§ Supplied passage
When Sherry left town, it was with the idea that things would be different. Williston, North Dakota offered jobs and hope. She soon got a cellphone and said she’s working in construction.
Depending on which Sherry you believe, Williston has either provided stability, work and a partner — or become a new setting for a continuing alcohol-fueled, troubled existence.
Williston is known as Boomtown, U.S.A. — there’s a sign bragging as much off 2nd Avenue East, just inside what was a city with a population of 14,000 at the time of the 2010 census. The discovery of oil under nutrient-rich land farmed for the last 150 years has brought thousands of workers here, by some reports doubling the population. But the wealth they seek seems to be cancelled out for many by a high cost of living and the price of pleasure often required to maintain sanity in a place so brutal. Williston is in a part of the country usually considered the middle of nowhere. It is a cold and barren prairie. In winter, temperatures hover below freezing, with wind chills falling to -30 degrees and worse. Early European settlers came here either because it reminded them of their Scandinavian homeland or because it’s a place so desolate they were sure no one would bother them. Before the oil boom, people didn’t move to Williston — they moved away from it. Even today, there are only two things to do in Williston: work and drink. For many of the workers, Williston is a place of hope until you get there.
I was hoping to find my friend Sherry, a homeless woman from the tiny town of Ponemah, Minnesota on the Red Lake Indian Reservation. My first stop was Whispers, the “original” Williston strip club, a friend and native of the town told me. Just next door is Heartbreakers, the recently opened strip club. Both are just a block from the train station that welcomes many to town. I thought someone around here may have seen Sherry when she arrived. No dice.
“Women have no business coming here. You can disappear in this town real quick,” the bartender at Whispers told me. “The reality is this country hasn’t seen anything like this since the gold rush.”
The Wild West, the gold rush and the lawless, pioneering past of the United States are popular themes in Williston and beyond in North Dakota and Montana, where the oil boom is in full swing. For anyone with the slightest interest in the concept of the American Dream, this is the place to be. It’s fascinating, depressing, hopeful and appalling all at the same time. It is America on a serious scale: macho but vulnerable, growing but falling apart, booming while pretending a bust isn’t possible.

§ Exercise inputs
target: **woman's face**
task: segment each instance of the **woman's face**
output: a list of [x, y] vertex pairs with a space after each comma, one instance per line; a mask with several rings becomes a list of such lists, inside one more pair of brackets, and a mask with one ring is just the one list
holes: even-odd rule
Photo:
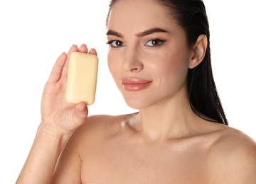
[[175, 21], [153, 0], [119, 0], [112, 7], [109, 69], [130, 107], [153, 105], [186, 88], [191, 52]]

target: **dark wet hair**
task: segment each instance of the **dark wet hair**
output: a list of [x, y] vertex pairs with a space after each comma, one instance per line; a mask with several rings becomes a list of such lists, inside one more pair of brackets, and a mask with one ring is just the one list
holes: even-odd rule
[[[112, 0], [109, 13], [118, 0]], [[198, 36], [207, 37], [208, 45], [203, 62], [196, 67], [189, 69], [187, 85], [191, 106], [193, 112], [202, 113], [214, 120], [210, 120], [228, 125], [212, 72], [210, 49], [209, 23], [206, 7], [202, 0], [154, 0], [166, 7], [176, 23], [185, 30], [188, 45], [193, 45]]]

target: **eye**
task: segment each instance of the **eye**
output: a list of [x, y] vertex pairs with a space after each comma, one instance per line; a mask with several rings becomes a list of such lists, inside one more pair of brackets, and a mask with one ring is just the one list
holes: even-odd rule
[[124, 46], [124, 43], [119, 40], [110, 40], [107, 42], [107, 44], [110, 45], [112, 47], [119, 47]]
[[163, 44], [164, 42], [165, 42], [165, 40], [163, 40], [154, 39], [154, 40], [150, 40], [149, 41], [148, 41], [146, 43], [146, 45], [155, 47], [158, 47], [160, 45]]

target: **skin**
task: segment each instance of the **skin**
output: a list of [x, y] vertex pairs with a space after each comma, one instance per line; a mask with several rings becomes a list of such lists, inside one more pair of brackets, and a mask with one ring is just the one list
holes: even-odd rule
[[[155, 28], [166, 32], [142, 34]], [[42, 121], [16, 183], [256, 183], [255, 142], [189, 105], [187, 71], [202, 61], [205, 36], [188, 47], [183, 29], [149, 0], [117, 1], [107, 28], [110, 71], [139, 113], [87, 117], [84, 103], [65, 102], [68, 57], [88, 52], [72, 46], [46, 83]], [[131, 91], [124, 79], [149, 84]]]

§ Problem set
a: Answer these from the Williston piece:
(i) What was the city's population at the time of the 2010 census?
(ii) What town is Sherry from?
(iii) What is the name of the recently opened strip club next door to Whispers?
b: Copy word for word the records from their first line through the line containing "task: segment each instance of the **woman's".
The text and the records have no connection to each other.

§ Exercise results
a:
(i) 14,000
(ii) Ponemah, Minnesota
(iii) Heartbreakers

b:
target: **woman's face**
task: segment each instance of the **woman's face**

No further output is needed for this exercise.